SELECTION =>

When I was a head of department in my days in education, one of my major responsibilities was observing and evaluating the teachers I managed. I had to do 33 classroom observations every semester. That’s a lot of observations!
I had to rate and review each aspect of their teaching and overall professionalism in the classroom. Their annual review, salary bonus and even their contract as a teacher at the institution was in the balance. The area that held the most weight on my evaluation was teacher/student engagement. Were the students learning passively or actively?
I had the privilege of seeing some of the best teachers in action. Classrooms that were buzzing with energy and activity. But I also observed some teachers that had me falling asleep in a matter of minutes. What they were teaching was valuable and informative but the room was just dead. Students in the class sought refuge by asking to go to the bathroom, one after the other. Heck, I couldn’t blame them.
Come exam time, it was no surprise the students that were in engaging environments had the highest scores, while the students that had trouble staying awake in class, scored the lowest. The bottom line is if you don’t make an active effort to get your crowd involved, you’re going to lose them.
The reason webinars work so well is because they can be so interactive. Your attendees get quick wins and are constantly picking up what you’re putting down. Engagement is the secret sauce. If an attendee is into what they’re learning, if they’re fully engaged and active, their comprehension and retention rate will go through the roof. If they are getting something out of your webinars, they’ll stick around and they’ll want more. This makes conversion after your product demo and offer at the end of the webinar, a whole lot easier.
Don’t worry, you don’t need to be teacher of the year to have an engaging webinar. I got you covered. Here are my quick and easy to do engagement strategies you should use on every webinar.
1. Get Personal
I start every webinar quickly sharing with my attendees where I am from and a fun fact about myself. This fun fact can be my favorite breakfast item, or where I would love to go on my next vacation, or even telling them the one song I can never get sick of. So this sounds like “Hey guys! I’m in sunny San Diego and I would love to go to The Maldives Islands.” I say it on camera and type it into the chat box as well.
I then ask all the attendees to do the same in the chat for the first few minutes of the webinar as attendees start to trickle in. I repeat these instructions a few times and type into the chat as well. In teaching, the first few minutes of any class is called ‘fluff time’. How a teacher uses fluff time effectively is a sign of their abilities to make use of every minute of class time.
This allows everyone to get to know one another a bit. It also sets the tone of the webinar, it says to the crowd, “ This webinar is different. In this webinar, you’re not just going to watch me blab on. You’re going to get involved.”
2. Questions at The Start
Whatever your webinar is about- whether it’s cat grooming or skateboarding, ask your attendees a question about the subject at hand. Make it simple like:
“How many of you have never skateboarded before but would love to learn without hurting yourself?”

AIM => In the text on webinar engagement, what are the first few minutes of any class called in teaching?

DATA BLOCK =>

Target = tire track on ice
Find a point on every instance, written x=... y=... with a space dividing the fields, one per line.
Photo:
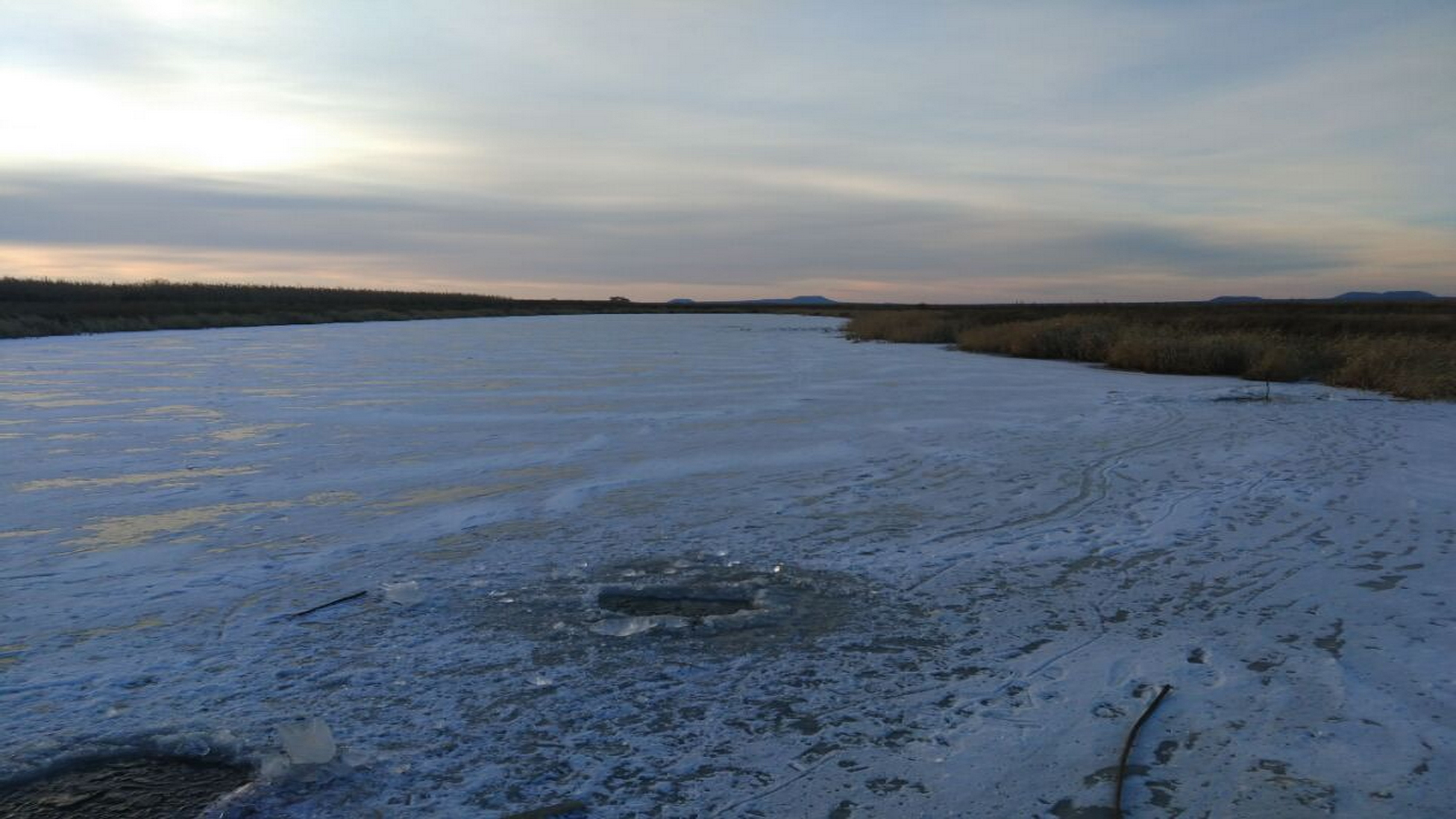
x=1093 y=490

RESPONSE TO THE EXERCISE => They are called "fluff time."